◆ REQUEST
Render the listing below as a Markdown table with two columns, No. for the row number and Line for the text of each line. Leave out blank lines.

━━━━━ MATERIALS PROVIDED

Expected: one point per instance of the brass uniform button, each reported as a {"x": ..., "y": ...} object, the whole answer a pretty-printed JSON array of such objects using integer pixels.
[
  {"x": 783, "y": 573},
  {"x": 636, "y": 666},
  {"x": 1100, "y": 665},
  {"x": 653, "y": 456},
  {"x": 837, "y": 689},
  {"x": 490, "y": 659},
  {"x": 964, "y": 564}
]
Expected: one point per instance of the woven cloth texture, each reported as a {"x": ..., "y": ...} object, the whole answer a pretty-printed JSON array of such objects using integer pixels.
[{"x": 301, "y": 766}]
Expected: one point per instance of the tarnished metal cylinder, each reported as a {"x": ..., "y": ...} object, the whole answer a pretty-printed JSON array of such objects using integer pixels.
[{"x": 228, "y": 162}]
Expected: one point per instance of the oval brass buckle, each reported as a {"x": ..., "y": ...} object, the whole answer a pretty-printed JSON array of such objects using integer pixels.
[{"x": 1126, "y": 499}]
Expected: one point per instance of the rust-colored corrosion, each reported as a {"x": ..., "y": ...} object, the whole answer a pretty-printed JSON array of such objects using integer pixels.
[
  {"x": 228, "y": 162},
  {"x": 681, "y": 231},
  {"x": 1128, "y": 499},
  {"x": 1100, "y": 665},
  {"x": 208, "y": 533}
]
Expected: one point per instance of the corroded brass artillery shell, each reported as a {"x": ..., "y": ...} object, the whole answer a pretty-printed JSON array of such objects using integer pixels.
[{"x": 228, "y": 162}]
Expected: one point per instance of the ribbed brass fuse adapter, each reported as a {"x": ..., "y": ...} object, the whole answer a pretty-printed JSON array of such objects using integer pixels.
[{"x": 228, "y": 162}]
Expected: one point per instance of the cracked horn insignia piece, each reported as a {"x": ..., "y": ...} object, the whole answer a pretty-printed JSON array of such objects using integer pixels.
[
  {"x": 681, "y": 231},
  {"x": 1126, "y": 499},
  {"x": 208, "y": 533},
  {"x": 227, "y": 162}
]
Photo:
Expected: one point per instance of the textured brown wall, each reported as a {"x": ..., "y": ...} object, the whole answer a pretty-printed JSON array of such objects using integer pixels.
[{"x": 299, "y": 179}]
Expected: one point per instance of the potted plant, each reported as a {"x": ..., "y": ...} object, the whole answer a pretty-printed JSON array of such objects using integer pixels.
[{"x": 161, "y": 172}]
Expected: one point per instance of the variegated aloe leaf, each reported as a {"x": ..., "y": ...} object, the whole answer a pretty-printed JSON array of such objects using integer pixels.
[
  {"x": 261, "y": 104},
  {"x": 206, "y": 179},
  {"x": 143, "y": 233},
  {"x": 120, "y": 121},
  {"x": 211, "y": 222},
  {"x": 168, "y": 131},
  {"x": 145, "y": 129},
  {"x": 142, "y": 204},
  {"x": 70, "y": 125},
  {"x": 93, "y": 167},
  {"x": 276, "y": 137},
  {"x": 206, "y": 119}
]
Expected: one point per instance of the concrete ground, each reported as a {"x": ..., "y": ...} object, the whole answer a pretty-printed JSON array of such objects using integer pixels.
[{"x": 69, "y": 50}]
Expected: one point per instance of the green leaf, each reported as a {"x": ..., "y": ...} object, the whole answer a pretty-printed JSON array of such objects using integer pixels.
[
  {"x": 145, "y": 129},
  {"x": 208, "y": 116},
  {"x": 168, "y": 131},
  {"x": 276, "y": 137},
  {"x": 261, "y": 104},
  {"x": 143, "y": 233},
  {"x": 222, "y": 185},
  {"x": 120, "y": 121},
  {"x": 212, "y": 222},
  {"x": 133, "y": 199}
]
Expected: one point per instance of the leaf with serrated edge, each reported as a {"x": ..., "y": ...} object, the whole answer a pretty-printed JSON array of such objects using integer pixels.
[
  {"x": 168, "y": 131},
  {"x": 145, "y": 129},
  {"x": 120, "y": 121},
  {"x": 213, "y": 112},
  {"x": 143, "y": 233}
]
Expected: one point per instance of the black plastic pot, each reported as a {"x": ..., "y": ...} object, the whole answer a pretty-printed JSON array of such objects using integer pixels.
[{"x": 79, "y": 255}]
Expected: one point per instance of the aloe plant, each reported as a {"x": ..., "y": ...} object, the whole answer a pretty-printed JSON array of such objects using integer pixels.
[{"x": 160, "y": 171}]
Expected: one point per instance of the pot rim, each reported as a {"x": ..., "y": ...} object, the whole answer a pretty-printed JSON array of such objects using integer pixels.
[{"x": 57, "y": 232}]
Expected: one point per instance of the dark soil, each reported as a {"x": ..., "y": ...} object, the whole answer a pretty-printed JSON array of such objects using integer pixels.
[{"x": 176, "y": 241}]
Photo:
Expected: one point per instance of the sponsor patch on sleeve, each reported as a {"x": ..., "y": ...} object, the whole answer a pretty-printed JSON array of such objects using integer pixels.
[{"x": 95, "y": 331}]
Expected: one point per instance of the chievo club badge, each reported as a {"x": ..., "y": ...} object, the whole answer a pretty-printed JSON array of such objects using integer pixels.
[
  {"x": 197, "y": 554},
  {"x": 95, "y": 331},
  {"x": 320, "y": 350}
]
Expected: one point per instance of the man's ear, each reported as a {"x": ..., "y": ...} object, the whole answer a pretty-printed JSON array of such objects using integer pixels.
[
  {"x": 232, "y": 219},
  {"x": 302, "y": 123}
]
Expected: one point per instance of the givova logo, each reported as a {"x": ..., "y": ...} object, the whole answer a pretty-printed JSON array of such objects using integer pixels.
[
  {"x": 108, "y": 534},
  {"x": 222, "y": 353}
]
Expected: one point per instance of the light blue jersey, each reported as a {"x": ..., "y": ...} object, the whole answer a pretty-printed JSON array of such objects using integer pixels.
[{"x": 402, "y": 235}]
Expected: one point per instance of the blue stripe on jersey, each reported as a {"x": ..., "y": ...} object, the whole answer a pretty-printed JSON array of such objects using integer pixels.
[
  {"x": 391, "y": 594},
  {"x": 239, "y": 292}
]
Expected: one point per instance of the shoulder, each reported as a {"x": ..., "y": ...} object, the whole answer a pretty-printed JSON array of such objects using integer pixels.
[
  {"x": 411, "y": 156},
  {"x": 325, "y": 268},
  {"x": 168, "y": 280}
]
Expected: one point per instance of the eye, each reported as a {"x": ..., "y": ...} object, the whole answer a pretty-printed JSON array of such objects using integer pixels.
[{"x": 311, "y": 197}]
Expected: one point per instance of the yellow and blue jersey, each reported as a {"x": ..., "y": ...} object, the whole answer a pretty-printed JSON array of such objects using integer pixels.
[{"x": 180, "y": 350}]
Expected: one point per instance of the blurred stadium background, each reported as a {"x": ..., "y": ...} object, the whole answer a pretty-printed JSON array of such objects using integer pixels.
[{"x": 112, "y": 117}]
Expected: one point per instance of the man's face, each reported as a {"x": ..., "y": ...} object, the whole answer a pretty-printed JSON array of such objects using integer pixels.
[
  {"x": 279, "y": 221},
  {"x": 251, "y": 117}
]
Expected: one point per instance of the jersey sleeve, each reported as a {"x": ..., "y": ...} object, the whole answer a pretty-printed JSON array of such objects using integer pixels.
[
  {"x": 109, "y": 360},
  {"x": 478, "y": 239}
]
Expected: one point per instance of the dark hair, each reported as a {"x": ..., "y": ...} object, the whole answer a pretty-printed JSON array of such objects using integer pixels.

━━━━━━━━━━

◆ SOLUTION FOR THIS EXERCISE
| No. | Line |
|---|---|
| 1 | Expected: one point per instance of the brass uniform button, each reported as a {"x": ..., "y": ...} object, the whole answer a pretty-printed JSON array of such objects using integer pixels. |
| 2 | [ |
| 3 |   {"x": 783, "y": 573}, |
| 4 |   {"x": 636, "y": 666}, |
| 5 |   {"x": 1100, "y": 665}, |
| 6 |   {"x": 653, "y": 456}, |
| 7 |   {"x": 837, "y": 689}, |
| 8 |   {"x": 490, "y": 659}, |
| 9 |   {"x": 964, "y": 564} |
| 10 | ] |
| 11 | Expected: one point per instance of the woven cloth texture, each reported as a {"x": ..., "y": ...} object, the whole answer a pretty-printed JSON array of such objects using integer pixels. |
| 12 | [{"x": 301, "y": 766}] |
| 13 | Expected: one point per instance of the tarnished metal cylinder, each reported as a {"x": ..., "y": ...} object, the whole answer a pretty-printed JSON array of such objects using integer pixels. |
| 14 | [{"x": 228, "y": 162}] |
| 15 | Expected: one point per instance of the oval brass buckle, each reported as a {"x": ..., "y": ...} object, the whole answer a pretty-printed JSON array of such objects using integer pixels. |
| 16 | [{"x": 1126, "y": 499}] |
| 17 | Expected: one point per instance of the rust-colored corrosion, each reported as a {"x": ..., "y": ...} object, the whole answer a pretty-printed JSON array of such objects using integer pixels. |
| 18 | [ |
| 19 |   {"x": 228, "y": 162}, |
| 20 |   {"x": 681, "y": 231}, |
| 21 |   {"x": 1128, "y": 499}, |
| 22 |   {"x": 1100, "y": 665}, |
| 23 |   {"x": 208, "y": 533} |
| 24 | ] |
| 25 | Expected: one point per instance of the corroded brass artillery shell, each reported as a {"x": ..., "y": ...} object, the whole answer a pretty-printed JSON array of such objects using integer pixels. |
| 26 | [{"x": 228, "y": 162}] |
| 27 | Expected: one point per instance of the ribbed brass fuse adapter, each reported as a {"x": ..., "y": ...} object, the whole answer a pretty-printed JSON array of such objects using integer pixels. |
| 28 | [{"x": 228, "y": 162}] |
| 29 | Expected: one point per instance of the cracked horn insignia piece, each reported as a {"x": ..., "y": ...} object, the whole answer a pretty-printed JSON array of such objects using integer pixels. |
| 30 | [ |
| 31 |   {"x": 681, "y": 231}, |
| 32 |   {"x": 1126, "y": 499}, |
| 33 |   {"x": 208, "y": 533}, |
| 34 |   {"x": 227, "y": 162} |
| 35 | ] |
| 36 | Photo: |
| 37 | Expected: one point per instance of the textured brown wall, each reported as a {"x": ..., "y": ...} object, the whole answer a pretty-printed JSON array of such objects using integer pixels. |
| 38 | [{"x": 299, "y": 179}] |
| 39 | Expected: one point per instance of the potted plant, each reported as a {"x": ..., "y": ...} object, the whole answer a pretty-printed JSON array of such objects using integer pixels. |
| 40 | [{"x": 161, "y": 172}] |
| 41 | Expected: one point per instance of the variegated aloe leaf, each reported as a {"x": ..., "y": ...} object, the whole answer a pretty-printed JSON array of such objects using integer pixels. |
| 42 | [ |
| 43 |   {"x": 261, "y": 104}, |
| 44 |   {"x": 206, "y": 179}, |
| 45 |   {"x": 143, "y": 233}, |
| 46 |   {"x": 120, "y": 121}, |
| 47 |   {"x": 211, "y": 222}, |
| 48 |   {"x": 168, "y": 131}, |
| 49 |   {"x": 145, "y": 129}, |
| 50 |   {"x": 142, "y": 204}, |
| 51 |   {"x": 70, "y": 125}, |
| 52 |   {"x": 93, "y": 167}, |
| 53 |   {"x": 276, "y": 137}, |
| 54 |   {"x": 206, "y": 119} |
| 55 | ] |
| 56 | Expected: one point per instance of the concrete ground, each reported as a {"x": ..., "y": ...} object, the whole answer a pretty-printed JSON array of such objects using integer pixels. |
| 57 | [{"x": 69, "y": 50}] |
| 58 | Expected: one point per instance of the green leaf, each reported as a {"x": ..., "y": ...} object, the whole answer a pretty-printed JSON array of such objects using integer pixels. |
| 59 | [ |
| 60 |   {"x": 145, "y": 129}, |
| 61 |   {"x": 208, "y": 116}, |
| 62 |   {"x": 168, "y": 131}, |
| 63 |   {"x": 276, "y": 137}, |
| 64 |   {"x": 261, "y": 104}, |
| 65 |   {"x": 143, "y": 233}, |
| 66 |   {"x": 222, "y": 185}, |
| 67 |   {"x": 120, "y": 121}, |
| 68 |   {"x": 212, "y": 222}, |
| 69 |   {"x": 133, "y": 199} |
| 70 | ] |
| 71 | Expected: one point per instance of the leaf with serrated edge, each reported as a {"x": ..., "y": ...} object, the whole answer a pretty-printed JSON array of such objects using integer pixels. |
| 72 | [ |
| 73 |   {"x": 168, "y": 131}, |
| 74 |   {"x": 145, "y": 129}, |
| 75 |   {"x": 120, "y": 121}, |
| 76 |   {"x": 213, "y": 112}, |
| 77 |   {"x": 143, "y": 233} |
| 78 | ] |
| 79 | Expected: one point per instance of the black plastic pot, each reported as a {"x": ..., "y": ...} object, the whole answer a pretty-printed JSON array of such objects using integer pixels. |
| 80 | [{"x": 79, "y": 255}] |
| 81 | Expected: one point per instance of the aloe plant, each reported as a {"x": ..., "y": ...} object, the whole answer a pretty-printed JSON array of such objects using integer pixels. |
| 82 | [{"x": 160, "y": 171}] |
| 83 | Expected: one point per instance of the pot rim, each reported as a {"x": ..., "y": ...} object, the whole answer a pretty-printed JSON array of such objects using integer pixels. |
| 84 | [{"x": 57, "y": 232}] |
| 85 | Expected: one point per instance of the dark soil, each reported as a {"x": ..., "y": ...} object, the whole answer a pretty-printed JSON array of such objects using integer pixels. |
| 86 | [{"x": 176, "y": 241}] |
| 87 | Photo: |
| 88 | Expected: one point per instance of the sponsor patch on sleeve, each reported as a {"x": ..., "y": ...} object, the whole answer a pretty-printed JSON array of such objects using integer pixels. |
| 89 | [{"x": 95, "y": 331}] |
| 90 | Expected: one point per instance of the chievo club badge, each reported as a {"x": ..., "y": ...} object, the whole answer a pretty-printed JSON array of such objects using integer pixels. |
| 91 | [ |
| 92 |   {"x": 197, "y": 554}, |
| 93 |   {"x": 95, "y": 331}, |
| 94 |   {"x": 320, "y": 350} |
| 95 | ] |
| 96 | Expected: one point per instance of the man's ear, each reported as a {"x": ..., "y": ...} object, the whole answer a pretty-printed JSON array of such objects using integer pixels. |
| 97 | [ |
| 98 |   {"x": 232, "y": 219}, |
| 99 |   {"x": 302, "y": 123} |
| 100 | ] |
| 101 | Expected: one point per instance of the givova logo, each reported as a {"x": ..., "y": ...} object, the whole answer a pretty-printed JSON array of such objects using integer pixels. |
| 102 | [ |
| 103 |   {"x": 108, "y": 534}, |
| 104 |   {"x": 222, "y": 353} |
| 105 | ] |
| 106 | Expected: one point per instance of the light blue jersey, each reported as a {"x": ..., "y": ...} object, the whole answer a pretty-printed JSON array of such objects using integer pixels. |
| 107 | [{"x": 402, "y": 235}] |
| 108 | Expected: one point per instance of the blue stripe on jersey, each reported as a {"x": ..., "y": ...} object, the whole answer a pretty-printed JSON array of such objects using integer pixels. |
| 109 | [ |
| 110 |   {"x": 391, "y": 594}, |
| 111 |   {"x": 239, "y": 292} |
| 112 | ] |
| 113 | Expected: one point per instance of the shoulder, each reported as a {"x": ..., "y": ...} object, the whole answer a pretty-printed JSON array of such objects using integer pixels. |
| 114 | [ |
| 115 |   {"x": 411, "y": 156}, |
| 116 |   {"x": 325, "y": 268}, |
| 117 |   {"x": 168, "y": 280} |
| 118 | ] |
| 119 | Expected: one point per instance of the eye, each reported as a {"x": ..., "y": ...} object, the whole answer a pretty-printed JSON array of such objects using integer pixels. |
| 120 | [{"x": 311, "y": 197}] |
| 121 | Expected: one point per instance of the yellow and blue jersey, each reported as a {"x": ..., "y": ...} object, the whole answer a pretty-printed JSON array of such objects using integer pixels. |
| 122 | [{"x": 180, "y": 350}] |
| 123 | Expected: one point per instance of the blurred stadium background, each reported as a {"x": ..., "y": ...} object, the whole answer a pretty-printed JSON array of such objects using integer pixels. |
| 124 | [{"x": 112, "y": 117}] |
| 125 | Expected: one point per instance of the man's face, each reported as a {"x": ..., "y": ...} object, the whole answer a pretty-printed JSON array of such objects using integer pixels. |
| 126 | [ |
| 127 |   {"x": 279, "y": 221}, |
| 128 |   {"x": 251, "y": 117} |
| 129 | ] |
| 130 | Expected: one point per instance of the jersey sleeve, each reported as a {"x": ..., "y": ...} object, the whole answer a pretty-printed JSON array of such objects using integer pixels. |
| 131 | [ |
| 132 |   {"x": 109, "y": 360}, |
| 133 |   {"x": 478, "y": 239} |
| 134 | ] |
| 135 | Expected: one point per instance of the dark hair, each reported as a {"x": ..., "y": ...} object, the whole answer a pretty-printed JSON array of such objects using integer pixels. |